WHAT YOU ARE ASKED TO DO => From the forum post about web service client encoding, extract word for word the passage starting with "Address: http://x.x.x.x:8080/services/WSHttpSoap11Endpoint/" and going on through "Encoding is UTF-8.".

Re: Problem with web service client encoding

Posted by Jose María Zaragoza <de...@gmail.com>.
Thanks Daniel.

But there are some things that I dont understand

This is a log for a sending from a client by using CXF 2.7.3

Address: http://x.x.x.x:8080/services/WSHttpSoap11Endpoint/
Encoding: UTF-8
Http-Method: POST
Content-Type: text/xml
Headers: {Accept=[*/*], SOAPAction=["urn:process"]}
Payload: <soap:Envelope xmlns:soap="
http://schemas.xmlsoap.org/soap/envelope/"><soap:Body><ns3:process xmlns="
http://bean.util.distribuidores.movistar/xsd" xmlns:ns2="http://bean/xsd"
xmlns:ns3="http://ws
"><ns3:in><ns2:data>YYYY</ns2:data></ns3:in></ns3:process></soap:Body></soap:Envelope>


As you can see,  Content-Type hasn't got a charset and Encoding is UTF-8.
It should be ISO- 8859-1 ,  shouldn't it  ?
So, I'm not sure that Encoding is the HTTP content encoding , right ?

STORED DATA =>
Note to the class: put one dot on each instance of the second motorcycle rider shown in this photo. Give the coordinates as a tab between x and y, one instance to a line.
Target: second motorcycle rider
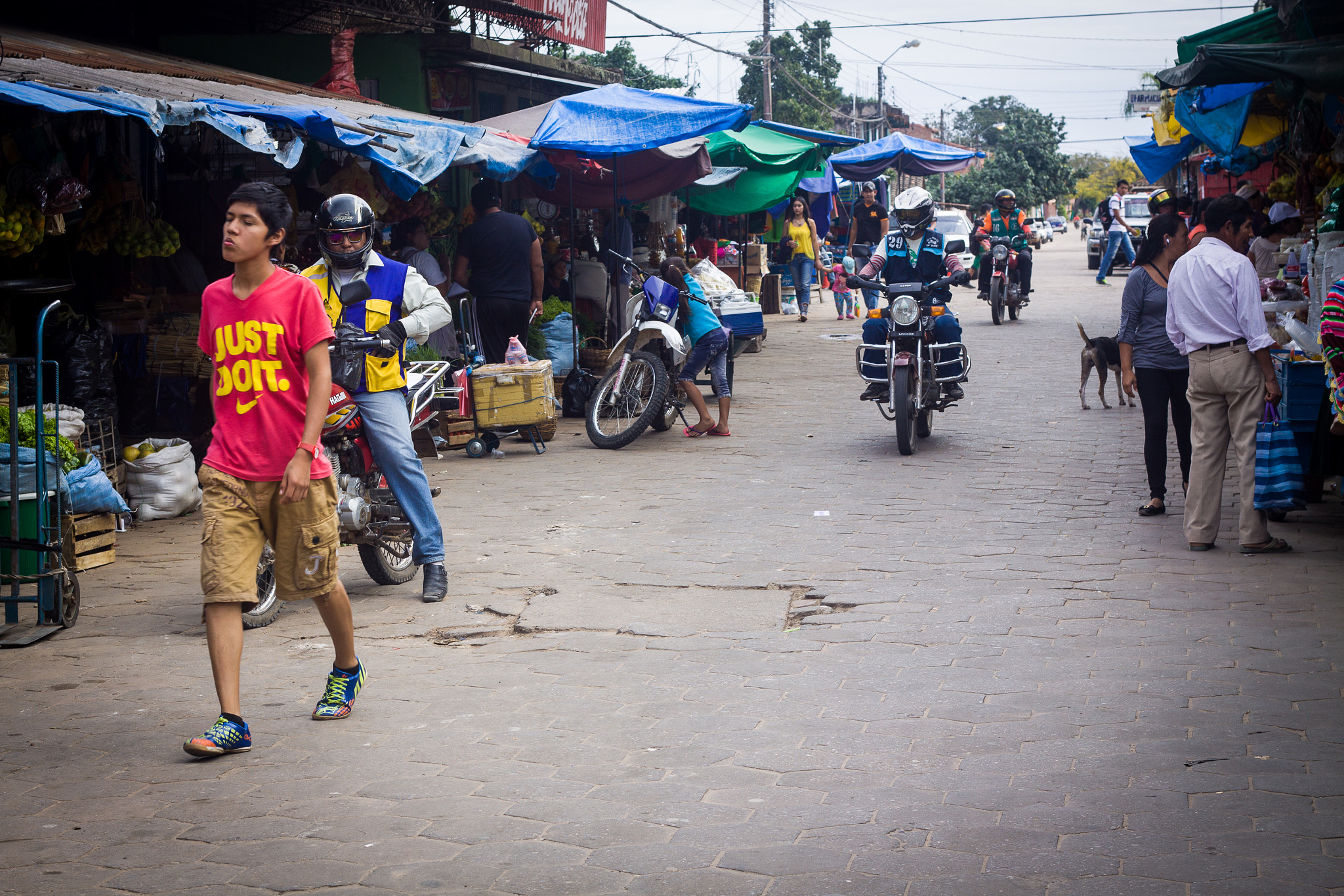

OUTPUT OF THE EXERCISE =>
Address: http://x.x.x.x:8080/services/WSHttpSoap11Endpoint/
Encoding: UTF-8
Http-Method: POST
Content-Type: text/xml
Headers: {Accept=[*/*], SOAPAction=["urn:process"]}
Payload: <soap:Envelope xmlns:soap="
http://schemas.xmlsoap.org/soap/envelope/"><soap:Body><ns3:process xmlns="
http://bean.util.distribuidores.movistar/xsd" xmlns:ns2="http://bean/xsd"
xmlns:ns3="http://ws
"><ns3:in><ns2:data>YYYY</ns2:data></ns3:in></ns3:process></soap:Body></soap:Envelope>


As you can see,  Content-Type hasn't got a charset and Encoding is UTF-8.